以前ウェブサイトを作成し、そこに情報をまとめていく予定だったのですが、手違いでデータを全て飛ばしてしまったためにしばらくこちらでの更新を続けます。
今回の記事は電源ケーブルについてで、以前ツイッターでも書いた自作したもののまとめです。 今回試したものは5種、フジクラCV-S3.5sqと5.5sq、昭和電線ノイレックス(CV-S)3.5sq、オヤイデTSUNAMI V2、台湾製の空気絶縁9芯電源ケーブル(名称不明)です。 電源プラグとIECプラグにはお値打ち品で手に入れる事が出来たViborg VM502SとVE502Sを使用しています。スペックは純銅導体・シルバーメッキ・アルミ合金ハウジングです。後々ここは本命のプラグに交換しますが、条件をそろえて比較する分には問題ない程度の能力はあるだろうと考えています。お役目が終了すればサブケーブル用になる予定。 電源ケーブルの比較に使用した機器はDACのDA-N5です。
——————————
- 設問
a) 電源ケーブルの記事をもとに、次の問いに答えよ。
(i) 今回試した電源ケーブルは何種か。
(ii) 電源プラグとIECプラグには何を使用しているか。
(iii) 電源ケーブルの比較に使用した機器は何か。
b) 次の各文が電源ケーブルの記事の内容と合っているかを「はい」か「いいえ」で答え、判断の根拠となる本文の語句をそのまま引用せよ。
(i) 筆者は作成したウェブサイトのデータを手違いで全て失った。
(ii) 使用したプラグのハウジングはステンレス製である。
(iii) 今回使用したプラグは、今後も本命として使い続ける予定である。
c) 電源ケーブルの記事にある「電源ケーブルの比較に使用した機器はDACのDA-N5です。」という文を英語に訳せ。

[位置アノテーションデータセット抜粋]
——————————
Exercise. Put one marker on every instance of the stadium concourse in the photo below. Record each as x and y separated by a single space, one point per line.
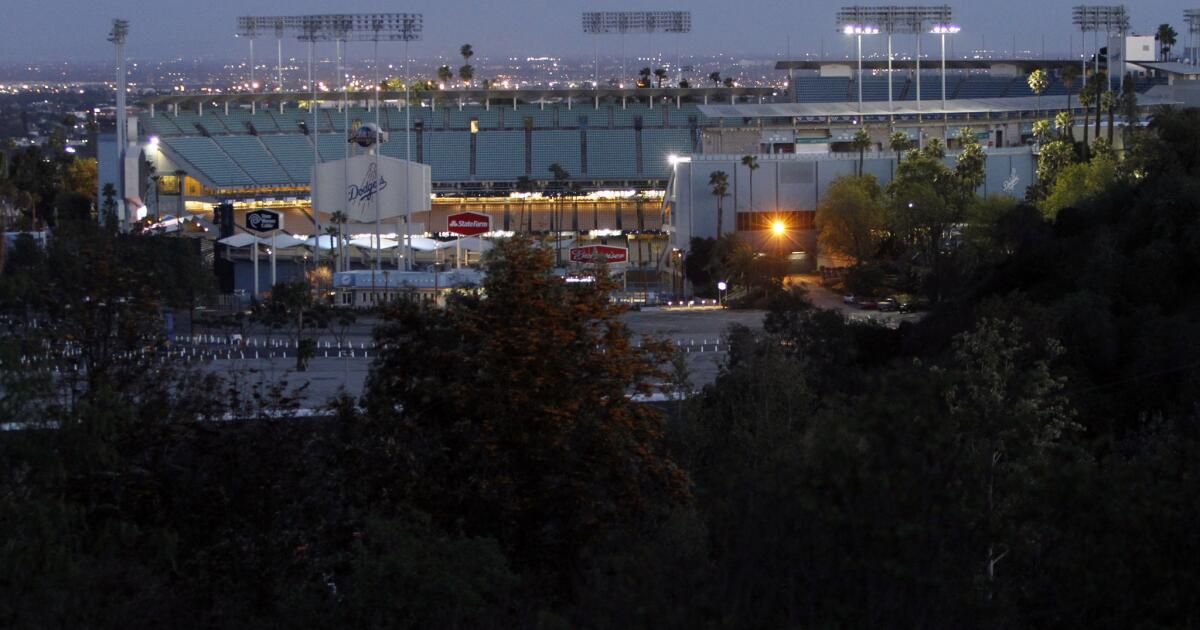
633 163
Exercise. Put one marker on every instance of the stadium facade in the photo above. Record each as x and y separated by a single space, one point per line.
635 162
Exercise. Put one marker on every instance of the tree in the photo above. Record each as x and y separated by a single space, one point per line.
899 142
850 217
1109 101
1038 82
1063 121
719 180
861 143
513 412
1068 76
645 81
1087 97
1165 36
751 163
971 162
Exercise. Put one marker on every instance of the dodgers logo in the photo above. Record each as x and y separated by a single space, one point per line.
364 193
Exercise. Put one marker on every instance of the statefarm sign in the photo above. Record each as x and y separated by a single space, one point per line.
593 253
468 223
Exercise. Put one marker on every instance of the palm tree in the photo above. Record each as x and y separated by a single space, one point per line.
1063 121
1102 81
1109 102
899 143
720 183
1042 131
750 162
1165 36
561 177
645 82
525 184
861 143
1086 97
1068 77
1038 83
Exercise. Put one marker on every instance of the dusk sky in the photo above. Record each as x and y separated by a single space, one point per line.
76 29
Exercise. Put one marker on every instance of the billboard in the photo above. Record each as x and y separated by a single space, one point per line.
468 223
364 183
592 253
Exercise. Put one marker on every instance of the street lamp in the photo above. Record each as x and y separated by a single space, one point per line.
858 31
943 30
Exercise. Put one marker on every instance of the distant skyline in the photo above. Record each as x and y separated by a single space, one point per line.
76 29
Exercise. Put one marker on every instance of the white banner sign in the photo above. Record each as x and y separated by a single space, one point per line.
365 183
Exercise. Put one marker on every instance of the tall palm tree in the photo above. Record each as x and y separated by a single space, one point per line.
645 73
1086 99
1165 36
525 184
899 143
1102 82
1068 77
1109 102
561 178
750 162
1038 83
861 143
1063 121
720 183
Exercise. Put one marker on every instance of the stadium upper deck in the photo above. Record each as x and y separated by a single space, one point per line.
473 139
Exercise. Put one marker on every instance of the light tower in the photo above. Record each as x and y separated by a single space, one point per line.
118 35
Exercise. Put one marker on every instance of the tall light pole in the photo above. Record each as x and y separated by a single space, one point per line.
1102 18
622 22
118 35
943 30
858 31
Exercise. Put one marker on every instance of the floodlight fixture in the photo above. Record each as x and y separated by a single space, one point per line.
894 19
1109 19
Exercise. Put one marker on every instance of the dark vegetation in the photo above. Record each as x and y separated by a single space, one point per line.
1023 457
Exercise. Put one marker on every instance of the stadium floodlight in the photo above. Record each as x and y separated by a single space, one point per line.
623 22
1096 19
895 19
118 35
1192 18
943 30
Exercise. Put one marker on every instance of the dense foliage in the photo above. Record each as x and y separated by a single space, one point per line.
1025 456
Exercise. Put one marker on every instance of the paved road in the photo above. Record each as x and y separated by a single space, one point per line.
697 334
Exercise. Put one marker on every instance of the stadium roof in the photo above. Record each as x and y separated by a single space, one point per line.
1170 67
929 107
478 95
933 63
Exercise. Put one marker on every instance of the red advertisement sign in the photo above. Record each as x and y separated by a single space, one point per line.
468 223
591 253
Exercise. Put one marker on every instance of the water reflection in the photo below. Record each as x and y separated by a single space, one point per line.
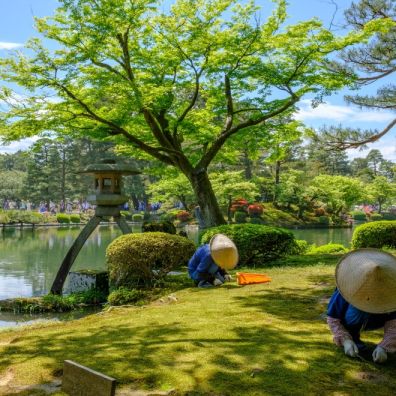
30 259
9 319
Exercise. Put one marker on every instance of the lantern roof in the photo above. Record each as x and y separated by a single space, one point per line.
110 166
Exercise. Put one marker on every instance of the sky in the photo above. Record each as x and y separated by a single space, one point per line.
17 26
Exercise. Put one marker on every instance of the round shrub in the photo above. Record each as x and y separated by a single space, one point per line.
137 217
257 244
161 226
63 218
141 260
124 296
375 234
301 247
329 248
75 218
255 220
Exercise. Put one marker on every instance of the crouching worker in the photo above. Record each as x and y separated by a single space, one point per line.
365 299
209 264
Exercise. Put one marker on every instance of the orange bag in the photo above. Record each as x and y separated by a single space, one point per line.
246 278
——————————
- 解答
a)
(i) 5種
(ii) Viborg VM502SとVE502S
(iii) DACのDA-N5

b)
(i) はい「手違いでデータを全て飛ばしてしまった」
(ii) いいえ「アルミ合金ハウジングです」
(iii) いいえ「後々ここは本命のプラグに交換します」

c) The device used to compare the power cables is the DA-N5 DAC.